Отрывок |
=-=-=-=-=

Александр Пасхавер, украинский ученый, заслуженный экономист Украины, член-корреспондент Академии технологических наук и внештатный советник президента, рассказал в интервью "Апострофу", чем Украине полезен открытый рынок земли, почему уход реформаторов из правительства — дезертирство и получится ли у государства полностью избавиться от экономической зависимости от России.
— Кабинет министров в конце мая ухудшил прогноз роста ВВП в 2017 году с 3% до 1,8%, а прогноз инфляции — с 8,1% до 12,9%. Насколько реалистичен свежий прогноз?
— Я не оцениваю, насколько он реалистичен, только могу сказать, что это — результат ухудшения отношений с предприятиями, которые находятся на оккупированных территориях. Могут работать и факторы, связанные с динамикой цен на основные продукты нашего экспорта.
— Интересна ваша оценка ситуации с блокадой. Насколько она ухудшила экономическую ситуацию в Украине?
— В жизни экономика не является первопричиной многих действий, особенно когда мы воюем. Блокада — это политика, это средство войны, а если вы говорите о чем-то как о средстве войны, то чисто экономические последствия не первоочередные. Все военные действия, любые, не только стрелялки — это расходы, разорение, и в этом смысле действия, связанные с войной, оценивать с точки зрения экономического эффекта странно.
— Что необходимо сделать власти в первую очередь, чтобы экономика начала расти не на 1-2%, а хотя бы на 3% в год?
— Сосредоточиться на предпринимательском климате. Нужно дать возможность предпринимателям проявить свою инициативу, это и есть единственный путь стабильного экономического роста страны. Нам нужны обязательно две вещи: поддержка людей, которые умственно заражены инновациями, и поддержка людей, которые наращивают наш экспорт.

=-=-=-=-=

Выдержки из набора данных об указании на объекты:
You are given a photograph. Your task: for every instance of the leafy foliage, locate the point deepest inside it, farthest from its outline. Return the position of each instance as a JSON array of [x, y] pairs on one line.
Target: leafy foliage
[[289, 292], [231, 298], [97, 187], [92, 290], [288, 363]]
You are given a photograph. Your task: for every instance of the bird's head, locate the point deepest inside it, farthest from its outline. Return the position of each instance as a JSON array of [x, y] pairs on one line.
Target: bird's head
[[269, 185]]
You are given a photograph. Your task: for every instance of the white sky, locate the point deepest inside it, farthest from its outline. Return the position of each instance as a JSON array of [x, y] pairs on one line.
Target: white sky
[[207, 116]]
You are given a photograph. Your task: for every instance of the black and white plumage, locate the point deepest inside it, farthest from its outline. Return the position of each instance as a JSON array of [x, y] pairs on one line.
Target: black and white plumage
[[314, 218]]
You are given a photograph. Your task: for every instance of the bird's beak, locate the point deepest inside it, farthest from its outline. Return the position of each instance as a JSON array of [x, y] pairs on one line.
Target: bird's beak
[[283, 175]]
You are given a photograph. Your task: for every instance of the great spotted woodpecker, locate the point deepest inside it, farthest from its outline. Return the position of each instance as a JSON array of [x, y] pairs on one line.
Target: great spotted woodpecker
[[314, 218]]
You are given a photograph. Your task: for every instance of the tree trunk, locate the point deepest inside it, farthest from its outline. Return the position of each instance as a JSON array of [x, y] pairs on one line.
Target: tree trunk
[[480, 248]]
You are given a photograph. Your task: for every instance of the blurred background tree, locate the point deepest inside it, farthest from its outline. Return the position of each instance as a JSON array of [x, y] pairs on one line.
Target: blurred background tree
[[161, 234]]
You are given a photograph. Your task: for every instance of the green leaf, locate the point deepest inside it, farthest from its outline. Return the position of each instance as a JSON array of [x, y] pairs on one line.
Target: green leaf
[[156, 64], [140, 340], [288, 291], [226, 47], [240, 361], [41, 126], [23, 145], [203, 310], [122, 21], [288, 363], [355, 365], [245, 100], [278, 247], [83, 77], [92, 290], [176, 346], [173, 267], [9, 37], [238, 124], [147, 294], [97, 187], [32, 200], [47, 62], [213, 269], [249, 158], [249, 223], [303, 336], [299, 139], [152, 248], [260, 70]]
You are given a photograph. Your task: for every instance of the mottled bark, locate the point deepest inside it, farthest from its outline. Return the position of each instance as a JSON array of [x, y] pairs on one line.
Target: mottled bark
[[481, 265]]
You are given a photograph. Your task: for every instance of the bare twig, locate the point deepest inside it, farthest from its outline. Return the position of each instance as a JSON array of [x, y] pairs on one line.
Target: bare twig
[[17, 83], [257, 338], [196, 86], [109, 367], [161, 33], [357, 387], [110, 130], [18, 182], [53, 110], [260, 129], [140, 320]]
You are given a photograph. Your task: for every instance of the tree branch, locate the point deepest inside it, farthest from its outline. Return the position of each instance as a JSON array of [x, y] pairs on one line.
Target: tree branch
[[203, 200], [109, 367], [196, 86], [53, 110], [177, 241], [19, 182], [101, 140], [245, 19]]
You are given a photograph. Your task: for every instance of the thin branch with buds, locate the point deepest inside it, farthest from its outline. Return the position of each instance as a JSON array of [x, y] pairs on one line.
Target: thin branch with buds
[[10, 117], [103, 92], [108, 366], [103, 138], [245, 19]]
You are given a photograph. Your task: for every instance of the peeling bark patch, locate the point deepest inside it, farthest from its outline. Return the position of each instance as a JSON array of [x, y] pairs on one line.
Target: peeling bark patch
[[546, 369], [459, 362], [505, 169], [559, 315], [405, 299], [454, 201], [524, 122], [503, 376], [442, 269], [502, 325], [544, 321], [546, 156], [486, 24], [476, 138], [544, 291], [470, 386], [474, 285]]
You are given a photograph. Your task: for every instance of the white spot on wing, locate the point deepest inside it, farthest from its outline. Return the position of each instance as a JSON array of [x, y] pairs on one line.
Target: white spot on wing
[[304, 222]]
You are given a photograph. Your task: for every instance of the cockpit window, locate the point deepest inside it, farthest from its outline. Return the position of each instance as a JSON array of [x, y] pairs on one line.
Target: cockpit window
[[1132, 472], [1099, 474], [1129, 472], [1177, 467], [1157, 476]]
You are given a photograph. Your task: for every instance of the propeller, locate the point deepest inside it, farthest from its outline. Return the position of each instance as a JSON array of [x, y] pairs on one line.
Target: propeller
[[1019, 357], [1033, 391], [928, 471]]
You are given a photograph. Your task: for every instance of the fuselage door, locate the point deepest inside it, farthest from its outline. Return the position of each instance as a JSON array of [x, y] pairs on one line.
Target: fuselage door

=-=-=-=-=

Письменное задание |
Продолжите интервью об экономике Украины, начав сразу после его последней фразы.

Ответ на задание |
— Экономика прекратила падать и очень медленно начала расти в 2016 году. Но в первом квартале 2017 года ситуация уже стала несколько хуже. Продолжается ли сейчас негативная тенденция?
— Есть несколько обнадеживающих факторов, я бы сказал, что экономика улучшается качественно. Например, растет экспорт в Европейский союз. Качественные показатели не менее важны, чем количественные. И кстати, что еще удивительно — растет экспорт в Россию. Конечно, война очень мешает нам, но меня просто удивляет, что в условиях войны экономика вообще растет. Это говорит о том, какой здоровый организм наша страна.
— Вы сказали о росте экспорта в Россию. Как с политической точки зрения, а не экономической оценить такой рост, учитывая непростые отношения двух государств?
— У нас идет, как сейчас говорят, гибридная война, где вот эти параллели войны с Гитлером совершенно неуместны. Мы торгуем и воюем одновременно. И это очень странно для нас, но надо помнить, что мы вышли из Советского Союза, и когда мы вышли, доля экспорта с Россией была преобладающей. Больше 70% экспорта шло в Россию. Мы и так уменьшили очень резко торговлю с Россией, но если бы, например, пришел какой-нибудь радикал и сказал: "Так, с этого дня никакой торговли", то это был бы разрушительный удар по Украине, по ее развитию, реформам, стабильности.
— Какая модель развития экономики для Украины приоритетна, учитывая, что сырьевая экономика не слишком перспективна, а по уровню развития современных технологий мы все-таки не занимаем лидирующих позиций?
— Модель такая — свобода, свобода и свобода. Не дай Бог, какую-то модель принять, которая бы с энтузиазмом была бы воспринята бюрократией и использована для ее обогащения. Особенно я люблю, когда говорят о приоритетах развития… Бюрократы очень любят указывать предпринимателям, где надо развиваться. Дайте свободу, и это будет лучшее, что может быть.
— Как вы оцениваете пенсионную и земельную реформы? В чем достоинства и недостатки этих реформ?
— Сейчас идут реформы, определяющие будущие социальные параметры нашего общества — и пенсионная реформа, и реформа здравоохранения, и образования, и земельная реформа… Если вы не внутри процесса, всегда найдется море замечаний.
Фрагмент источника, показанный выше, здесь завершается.